→ Stored data
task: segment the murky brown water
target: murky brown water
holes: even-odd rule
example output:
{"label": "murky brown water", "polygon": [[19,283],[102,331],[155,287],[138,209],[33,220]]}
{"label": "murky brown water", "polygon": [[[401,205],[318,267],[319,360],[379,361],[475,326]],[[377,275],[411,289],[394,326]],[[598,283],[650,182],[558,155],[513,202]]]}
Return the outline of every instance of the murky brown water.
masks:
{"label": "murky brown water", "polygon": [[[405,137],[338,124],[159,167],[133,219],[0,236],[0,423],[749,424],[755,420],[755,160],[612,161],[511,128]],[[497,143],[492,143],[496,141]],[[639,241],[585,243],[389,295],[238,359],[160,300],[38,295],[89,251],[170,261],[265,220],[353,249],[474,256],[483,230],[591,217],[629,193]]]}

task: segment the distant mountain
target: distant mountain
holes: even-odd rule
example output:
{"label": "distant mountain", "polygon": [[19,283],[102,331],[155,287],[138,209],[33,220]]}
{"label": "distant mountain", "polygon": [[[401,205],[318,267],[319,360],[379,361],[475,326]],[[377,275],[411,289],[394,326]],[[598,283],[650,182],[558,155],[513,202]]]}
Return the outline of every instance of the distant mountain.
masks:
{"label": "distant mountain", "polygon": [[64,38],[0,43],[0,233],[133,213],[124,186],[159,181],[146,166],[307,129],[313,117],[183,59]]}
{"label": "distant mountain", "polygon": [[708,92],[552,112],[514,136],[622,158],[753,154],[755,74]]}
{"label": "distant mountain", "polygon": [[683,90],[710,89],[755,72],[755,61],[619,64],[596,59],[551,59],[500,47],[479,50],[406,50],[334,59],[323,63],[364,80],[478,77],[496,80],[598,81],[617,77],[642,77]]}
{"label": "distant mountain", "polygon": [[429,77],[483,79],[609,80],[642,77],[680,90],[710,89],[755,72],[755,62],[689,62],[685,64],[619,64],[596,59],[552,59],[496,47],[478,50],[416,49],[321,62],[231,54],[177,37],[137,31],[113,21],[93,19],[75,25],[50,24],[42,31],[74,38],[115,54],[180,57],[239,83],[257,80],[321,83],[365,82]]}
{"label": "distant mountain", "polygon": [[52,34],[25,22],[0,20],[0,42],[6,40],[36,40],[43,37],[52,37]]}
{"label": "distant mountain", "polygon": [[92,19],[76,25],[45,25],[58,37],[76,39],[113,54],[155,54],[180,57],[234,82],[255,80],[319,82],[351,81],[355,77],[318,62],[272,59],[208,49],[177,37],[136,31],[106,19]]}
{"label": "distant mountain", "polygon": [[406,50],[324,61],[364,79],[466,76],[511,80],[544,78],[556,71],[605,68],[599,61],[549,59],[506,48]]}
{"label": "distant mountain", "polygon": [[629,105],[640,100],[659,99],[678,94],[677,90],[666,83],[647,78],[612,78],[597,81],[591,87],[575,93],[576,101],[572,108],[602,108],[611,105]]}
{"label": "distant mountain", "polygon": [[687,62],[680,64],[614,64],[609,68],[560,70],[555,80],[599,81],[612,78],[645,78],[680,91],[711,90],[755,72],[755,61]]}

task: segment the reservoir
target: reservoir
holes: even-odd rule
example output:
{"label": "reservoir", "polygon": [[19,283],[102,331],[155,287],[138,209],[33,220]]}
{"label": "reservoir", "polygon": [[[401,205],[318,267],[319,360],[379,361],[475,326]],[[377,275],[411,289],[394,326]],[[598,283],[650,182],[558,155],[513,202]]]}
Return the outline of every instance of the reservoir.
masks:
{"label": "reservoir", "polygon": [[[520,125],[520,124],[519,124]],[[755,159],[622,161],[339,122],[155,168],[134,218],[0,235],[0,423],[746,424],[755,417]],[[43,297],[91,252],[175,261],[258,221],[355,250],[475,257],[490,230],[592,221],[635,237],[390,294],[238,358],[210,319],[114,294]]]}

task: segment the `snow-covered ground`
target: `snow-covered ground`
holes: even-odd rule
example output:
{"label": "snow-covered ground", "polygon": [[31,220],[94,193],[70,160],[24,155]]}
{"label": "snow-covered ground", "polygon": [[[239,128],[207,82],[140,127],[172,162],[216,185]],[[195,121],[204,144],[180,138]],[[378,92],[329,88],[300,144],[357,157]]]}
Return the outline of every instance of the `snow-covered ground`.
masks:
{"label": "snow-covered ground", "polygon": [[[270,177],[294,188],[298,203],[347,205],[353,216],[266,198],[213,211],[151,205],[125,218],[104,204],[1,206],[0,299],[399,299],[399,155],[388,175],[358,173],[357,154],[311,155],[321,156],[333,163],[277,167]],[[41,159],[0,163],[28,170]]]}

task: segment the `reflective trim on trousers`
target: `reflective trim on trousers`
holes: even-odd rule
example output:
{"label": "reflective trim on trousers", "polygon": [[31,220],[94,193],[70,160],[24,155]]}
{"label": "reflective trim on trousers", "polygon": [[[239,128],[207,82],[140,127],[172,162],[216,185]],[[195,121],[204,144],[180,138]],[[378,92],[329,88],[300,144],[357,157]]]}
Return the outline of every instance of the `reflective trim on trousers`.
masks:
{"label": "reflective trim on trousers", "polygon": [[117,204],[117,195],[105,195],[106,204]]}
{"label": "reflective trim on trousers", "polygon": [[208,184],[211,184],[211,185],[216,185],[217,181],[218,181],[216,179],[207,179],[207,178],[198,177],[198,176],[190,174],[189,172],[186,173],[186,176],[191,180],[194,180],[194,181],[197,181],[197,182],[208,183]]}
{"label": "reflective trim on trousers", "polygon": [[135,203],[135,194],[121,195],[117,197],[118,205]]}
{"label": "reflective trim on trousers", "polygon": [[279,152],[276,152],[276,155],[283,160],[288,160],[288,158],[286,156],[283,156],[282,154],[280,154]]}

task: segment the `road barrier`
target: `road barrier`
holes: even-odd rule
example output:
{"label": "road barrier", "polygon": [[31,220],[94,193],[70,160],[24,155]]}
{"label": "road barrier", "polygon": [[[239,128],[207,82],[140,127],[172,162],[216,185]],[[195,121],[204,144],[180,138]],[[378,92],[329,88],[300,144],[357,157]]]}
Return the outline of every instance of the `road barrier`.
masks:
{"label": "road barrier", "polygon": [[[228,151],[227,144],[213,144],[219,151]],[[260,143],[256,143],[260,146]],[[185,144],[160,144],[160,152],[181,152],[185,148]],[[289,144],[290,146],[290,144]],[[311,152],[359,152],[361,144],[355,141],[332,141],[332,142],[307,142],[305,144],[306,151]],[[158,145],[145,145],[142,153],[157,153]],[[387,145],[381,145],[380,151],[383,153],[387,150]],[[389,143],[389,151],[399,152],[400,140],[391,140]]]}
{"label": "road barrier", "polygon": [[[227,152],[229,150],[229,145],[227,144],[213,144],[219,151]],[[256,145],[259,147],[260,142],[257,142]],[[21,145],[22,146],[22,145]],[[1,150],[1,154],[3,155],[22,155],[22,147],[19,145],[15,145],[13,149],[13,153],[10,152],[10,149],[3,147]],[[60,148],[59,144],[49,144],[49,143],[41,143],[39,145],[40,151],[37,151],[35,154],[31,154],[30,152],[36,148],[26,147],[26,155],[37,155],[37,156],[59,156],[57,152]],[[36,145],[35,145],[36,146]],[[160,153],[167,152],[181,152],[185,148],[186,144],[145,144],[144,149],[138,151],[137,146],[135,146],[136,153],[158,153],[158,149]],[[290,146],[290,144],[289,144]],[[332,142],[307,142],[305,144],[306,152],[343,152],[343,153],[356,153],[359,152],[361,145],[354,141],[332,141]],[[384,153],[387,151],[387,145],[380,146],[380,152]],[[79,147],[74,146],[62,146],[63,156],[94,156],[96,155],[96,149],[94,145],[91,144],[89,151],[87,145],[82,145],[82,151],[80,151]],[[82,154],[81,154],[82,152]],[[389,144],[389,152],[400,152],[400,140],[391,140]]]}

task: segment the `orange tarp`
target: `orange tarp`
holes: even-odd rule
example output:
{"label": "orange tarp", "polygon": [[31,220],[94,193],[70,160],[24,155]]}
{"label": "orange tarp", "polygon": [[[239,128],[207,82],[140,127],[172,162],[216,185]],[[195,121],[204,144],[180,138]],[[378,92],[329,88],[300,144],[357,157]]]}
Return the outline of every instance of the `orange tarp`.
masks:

→ Instructions for the task
The first line of the entries above marks where to begin; repeat each line exactly through the one that contains "task: segment the distant mountain", and include that line.

→ Solution to this exercise
task: segment the murky brown water
target: murky brown water
holes: even-odd rule
example output:
{"label": "murky brown water", "polygon": [[19,283],[102,331],[155,287],[138,209],[33,220]]}
{"label": "murky brown water", "polygon": [[[401,205],[318,267],[319,360],[379,361],[475,326]],[[377,275],[411,289],[394,326]],[[598,283],[650,182],[558,155],[513,202]]]}
Return the outline of every instance of the murky brown water.
masks:
{"label": "murky brown water", "polygon": [[[405,137],[338,124],[159,167],[133,219],[0,236],[0,423],[749,424],[755,420],[755,160],[612,161],[511,128]],[[497,143],[492,143],[496,141]],[[639,241],[585,243],[389,295],[238,359],[160,300],[38,295],[89,251],[170,261],[265,220],[353,249],[474,256],[483,230],[591,217],[629,193]]]}

task: segment the distant mountain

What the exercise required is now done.